# Activity 1
Decide whether each statement agrees with the migraine interview below, answering yes or no and quoting the words of the text that settle it: (a) Starling first had migraine symptoms as an undergraduate at UCLA; (b) Starling was given triptans as soon as she was diagnosed with migraine; (c) Starling works at the Mayo Clinic in Rochester, Minnesota.
# Activity 2
Carry on the migraine interview below from the point where it stops.

# Text excerpt
In Their Words: AHS Member Amaal Starling, MD, Shares Her Personal History with Migraine

Amaal Starling, MD, explains how she manages her migraine attacks and explains what physicians outside of the field should know about people living with migraine.

Amaal Starling, MD, a neurologist based at the Mayo Clinic in Scottsdale, Arizona, knew early in her residency that she wanted to specialize in headache medicine. Living with migraine herself, Starling knows the debilitating symptoms first-hand and has become a fierce advocate for patients with migraine and headache disorder. She frequently speaks out against the stigma associated with the disease and pushes for increased education and research on preventative treatment options. Recently, she spoke with the American Headache Society about her personal history with migraine — and how it is has shaped her medical career.

Can you tell us about your personal experiences with migraine?

I started having symptoms that were consistent with migraine when I was an undergrad at UCLA. Initially, I thought it was nothing. Then, I got aura where I lost vision for periods of time, and that’s when I finally went to the health center. I was initially told that it was stress and that I needed more sleep, more water and over-the-counter anti-inflammatory medications. Things weren’t improving, and I was finally diagnosed with migraine but still told to use over-the-counter medications. I didn’t get migraine gold standard treatments like triptans until I was in medical school several years later and learned about it in pharmacology class.

[Region pointing data]

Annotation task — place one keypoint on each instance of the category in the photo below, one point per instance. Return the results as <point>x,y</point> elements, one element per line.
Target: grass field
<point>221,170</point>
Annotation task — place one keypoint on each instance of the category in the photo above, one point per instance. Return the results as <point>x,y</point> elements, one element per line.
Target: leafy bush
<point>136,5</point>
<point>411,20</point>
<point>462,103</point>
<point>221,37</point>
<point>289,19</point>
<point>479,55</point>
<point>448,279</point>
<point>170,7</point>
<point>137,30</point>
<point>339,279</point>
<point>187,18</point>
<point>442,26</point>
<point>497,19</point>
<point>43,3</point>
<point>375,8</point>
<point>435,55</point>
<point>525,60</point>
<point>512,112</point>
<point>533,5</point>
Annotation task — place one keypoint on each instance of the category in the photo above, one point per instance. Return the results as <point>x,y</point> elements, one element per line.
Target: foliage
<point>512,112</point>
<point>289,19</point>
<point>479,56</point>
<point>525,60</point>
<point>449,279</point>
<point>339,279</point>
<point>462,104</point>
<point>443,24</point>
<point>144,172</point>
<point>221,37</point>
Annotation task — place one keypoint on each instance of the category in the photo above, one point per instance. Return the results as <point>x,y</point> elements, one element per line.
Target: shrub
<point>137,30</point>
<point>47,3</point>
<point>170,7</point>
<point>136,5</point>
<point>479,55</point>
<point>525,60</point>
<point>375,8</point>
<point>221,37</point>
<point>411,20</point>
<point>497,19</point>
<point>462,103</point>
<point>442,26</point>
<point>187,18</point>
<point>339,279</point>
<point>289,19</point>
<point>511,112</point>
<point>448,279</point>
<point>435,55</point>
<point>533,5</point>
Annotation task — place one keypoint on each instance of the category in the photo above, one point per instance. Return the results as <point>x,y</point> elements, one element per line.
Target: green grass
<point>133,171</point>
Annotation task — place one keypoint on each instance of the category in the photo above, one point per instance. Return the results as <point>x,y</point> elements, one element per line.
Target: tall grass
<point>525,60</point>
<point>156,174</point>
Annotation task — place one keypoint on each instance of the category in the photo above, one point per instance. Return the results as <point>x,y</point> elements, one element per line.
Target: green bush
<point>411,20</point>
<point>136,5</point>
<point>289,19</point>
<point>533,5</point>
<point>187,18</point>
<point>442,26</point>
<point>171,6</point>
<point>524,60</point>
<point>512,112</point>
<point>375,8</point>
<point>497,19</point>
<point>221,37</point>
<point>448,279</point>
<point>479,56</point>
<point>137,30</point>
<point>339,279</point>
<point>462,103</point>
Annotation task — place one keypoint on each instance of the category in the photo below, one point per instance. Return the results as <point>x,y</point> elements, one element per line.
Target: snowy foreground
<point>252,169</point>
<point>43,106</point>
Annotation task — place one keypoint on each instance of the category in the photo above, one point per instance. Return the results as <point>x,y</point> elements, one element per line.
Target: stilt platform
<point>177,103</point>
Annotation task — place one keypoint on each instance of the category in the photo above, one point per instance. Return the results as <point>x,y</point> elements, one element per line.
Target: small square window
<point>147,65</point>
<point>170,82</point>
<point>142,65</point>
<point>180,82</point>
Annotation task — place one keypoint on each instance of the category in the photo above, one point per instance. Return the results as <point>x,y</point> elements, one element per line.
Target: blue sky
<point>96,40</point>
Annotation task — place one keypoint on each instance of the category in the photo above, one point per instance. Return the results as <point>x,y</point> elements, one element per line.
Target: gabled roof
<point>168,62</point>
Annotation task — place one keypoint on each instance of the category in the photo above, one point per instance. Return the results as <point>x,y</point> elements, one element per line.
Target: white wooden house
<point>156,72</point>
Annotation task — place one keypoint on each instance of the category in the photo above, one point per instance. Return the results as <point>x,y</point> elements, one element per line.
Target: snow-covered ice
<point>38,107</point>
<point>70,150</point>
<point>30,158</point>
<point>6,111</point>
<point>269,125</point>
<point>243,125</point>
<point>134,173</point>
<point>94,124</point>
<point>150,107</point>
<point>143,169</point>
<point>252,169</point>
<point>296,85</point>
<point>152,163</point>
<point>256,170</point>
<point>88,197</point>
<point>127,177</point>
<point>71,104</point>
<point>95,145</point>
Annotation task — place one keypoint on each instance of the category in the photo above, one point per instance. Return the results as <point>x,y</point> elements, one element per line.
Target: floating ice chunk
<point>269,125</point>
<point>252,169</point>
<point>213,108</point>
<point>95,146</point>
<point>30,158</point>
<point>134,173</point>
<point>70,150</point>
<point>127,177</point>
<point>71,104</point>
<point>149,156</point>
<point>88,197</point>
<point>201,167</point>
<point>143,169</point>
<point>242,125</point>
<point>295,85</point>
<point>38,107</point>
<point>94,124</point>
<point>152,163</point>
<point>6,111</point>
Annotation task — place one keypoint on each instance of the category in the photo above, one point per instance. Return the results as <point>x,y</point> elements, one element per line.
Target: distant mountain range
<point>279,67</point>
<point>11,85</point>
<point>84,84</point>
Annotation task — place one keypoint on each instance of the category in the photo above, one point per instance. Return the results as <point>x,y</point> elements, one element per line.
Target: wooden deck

# Task answer 1
(a) Yes: "I started having symptoms that were consistent with migraine when I was an undergrad at UCLA."
(b) No: "I didn’t get migraine gold standard treatments like triptans until I was in medical school several years later and learned about it in pharmacology class."
(c) No: "a neurologist based at the Mayo Clinic in Scottsdale, Arizona"

# Task answer 2
My mom, my husband and my 8-year-old son also have migraine, so we talk about migraine a lot in my household. My son sees migraine just like any other disease anyone would have. There’s no shame or stigma about it.

How has living with migraine shaped your career?

Living with migraine helped me recognize how frustrating it is as a patient to feel like your symptoms are being minimized and to be told that everything is fine and normal and you just need to relax and drink water. You think, “Maybe it’s all in my head, and maybe I just need to be stronger.” You get to a point where your willpower can’t get you through the pain and all the other symptoms.

I like to talk about the stigma of migraine a lot with my patients and publically, and I was asked to be part of the INvisible Project. My initial thought was that, if I ever have to look for another job, this could impact my ability to get a job if the employer saw me as less reliable than someone without migraine. As I was going through this in my head, another voice started screaming that I had stigma about my own migraine! After that, I immediately agreed to the project because I just recognized my own internal stigma, even though I walk around talking about reducing the negative connotations of migraine.

What do you do when you feel like a migraine attack will start, but you have a full day ahead of you?

Recently, I woke up in the middle of the night with a bad migraine attack. I took my usual meds and went back to sleep, hoping it would be gone in the morning. It was still pretty bad when I needed to get ready for work, so I took another round of medications and laid there thinking about how some of my patients have these symptoms on a daily basis. That’s really what motivated me to literally crawl out of bed and go to work.

There have been days where I haven’t been able to work. Usually, my medications reduce the pain but don’t reduce a lot of the other symptoms that come with migraine. I try to take care of myself in between patients. My office is dark, I drink lots of water and I eat snacks throughout the day, especially when I’m having a migraine attack or I feel like one is coming. If I’m having a bad month with very frequent migraine attacks, I up my self-care by doing things like staying hydrated, getting good sleep, exercising and not drinking too much caffeine.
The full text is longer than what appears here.